There was that day out on a run, stopping at a bridge to look down, far down at the river below, and all those bright kayaks lined up in a row on the dark water, and I couldn’t stop looking at them, remembering my living-with-cancer-for-many-years-now friend’s comment on how she can hardly stand going to the Farmer’s Market anymore, because “the colors knock my socks off,” and I knew exactly how she felt.

There was the afternoon that my quiet student, after reading aloud his strange, unearthly and beautiful-in-an-ugly way piece of writing to the class, looked over and met my eyes while everyone else’s head was still bent, and there was me nodding so that he would feel the Yes that I was trying to send to him, and there was the relief in his eyes when he got my silent Yes.

There was the night I went to see my father pretending to be crazy King George in a community play and I watched him, in his long white ruffled shirt and his rolled-up and safety-pinned black pants and his moth-eaten velvet robe, and I was so glad that sometimes in life, you get to live long enough so that everything gets worked through, gets left behind, gets washed away, so that there’s only one thing left, and that one thing is this: love.

Yup, I’m talking to you, 2012, here on the last day of a long hard year in the still-young years of a century whose end I won’t be here to see. Those moments above are a few of the millions of moments that I remember from you.

### EXERCISES:
#1 Update the passage on remembered moments from 2012, from "There was the afternoon" to "is this: love.", changing "velvet" to "satin".
#2 Continue the passage addressed to 2012 from where it ends.

### STUDY MATERIAL:
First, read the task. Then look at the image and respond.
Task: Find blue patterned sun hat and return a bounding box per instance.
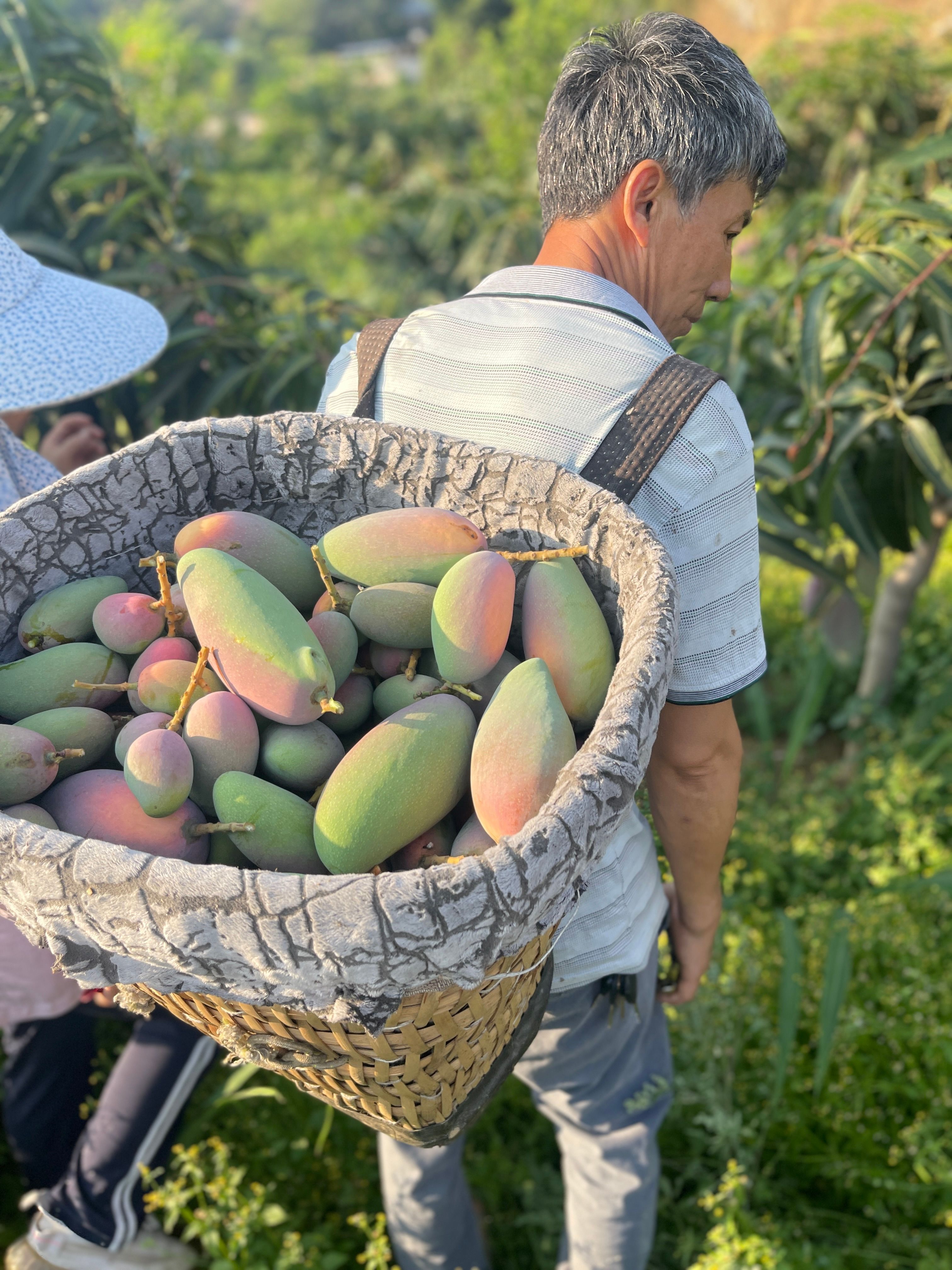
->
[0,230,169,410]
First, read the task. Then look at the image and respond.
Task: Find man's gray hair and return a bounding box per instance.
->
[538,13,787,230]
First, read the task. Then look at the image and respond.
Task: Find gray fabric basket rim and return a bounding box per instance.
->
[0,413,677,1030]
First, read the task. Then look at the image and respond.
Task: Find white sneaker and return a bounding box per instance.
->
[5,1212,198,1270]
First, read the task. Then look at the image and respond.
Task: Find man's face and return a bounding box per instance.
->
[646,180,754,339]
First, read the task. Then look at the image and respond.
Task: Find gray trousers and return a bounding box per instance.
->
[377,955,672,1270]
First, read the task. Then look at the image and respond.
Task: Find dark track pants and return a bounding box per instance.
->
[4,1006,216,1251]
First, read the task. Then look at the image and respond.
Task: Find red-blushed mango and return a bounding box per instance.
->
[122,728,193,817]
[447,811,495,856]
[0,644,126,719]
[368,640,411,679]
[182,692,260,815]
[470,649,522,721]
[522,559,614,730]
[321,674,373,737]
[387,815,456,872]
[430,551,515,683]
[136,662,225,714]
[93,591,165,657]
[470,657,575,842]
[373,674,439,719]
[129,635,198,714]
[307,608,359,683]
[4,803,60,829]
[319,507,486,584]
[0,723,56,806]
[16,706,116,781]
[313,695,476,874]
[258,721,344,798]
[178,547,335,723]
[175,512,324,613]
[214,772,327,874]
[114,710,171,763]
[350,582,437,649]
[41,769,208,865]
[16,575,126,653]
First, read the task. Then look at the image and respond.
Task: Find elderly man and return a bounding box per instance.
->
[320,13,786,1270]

### TASK-BY-TASK OUTPUTS:
#1
There was the afternoon that my quiet student, after reading aloud his strange, unearthly and beautiful-in-an-ugly way piece of writing to the class, looked over and met my eyes while everyone else’s head was still bent, and there was me nodding so that he would feel the Yes that I was trying to send to him, and there was the relief in his eyes when he got my silent Yes.

There was the night I went to see my father pretending to be crazy King George in a community play and I watched him, in his long white ruffled shirt and his rolled-up and safety-pinned black pants and his moth-eaten satin robe, and I was so glad that sometimes in life, you get to live long enough so that everything gets worked through, gets left behind, gets washed away, so that there’s only one thing left, and that one thing is this: love.

#2
I’m marking you, 2012, acknowledging you, so that tonight, at 12:01 a.m., the world will be new again.

And we will all have yet another chance.

What would it mean to live
in a city whose people were changing
each other’s despair into hope? –
You yourself must change it. –
what would it feel like to know your country was changing? –
You yourself must change it. –
Though your life felt arduous
new and unmapped and strange
what would it mean to stand on the first
page of the end of despair?

Poem of the Week, by Yehuda Amichai (tr. by Chana Bloch)

A Quiet Joy
– Yehuda Amichai (translated by Chana Bloch)

I’m standing in a place where I once loved.
The rain is falling. The rain is my home.
I think words of longing: a landscape
out to the very edge of what’s possible.
I remember you waving your hand
as if wiping mist from the windowpane,
and your face, as if enlarged
from an old blurred photo.
Once I committed a terrible wrong
to myself and others.
But the world is beautifully made for doing good
and for resting, like a park bench.
And late in life I discovered
a quiet joy
like a serious disease that’s discovered too late:
just a little time left now for quiet joy.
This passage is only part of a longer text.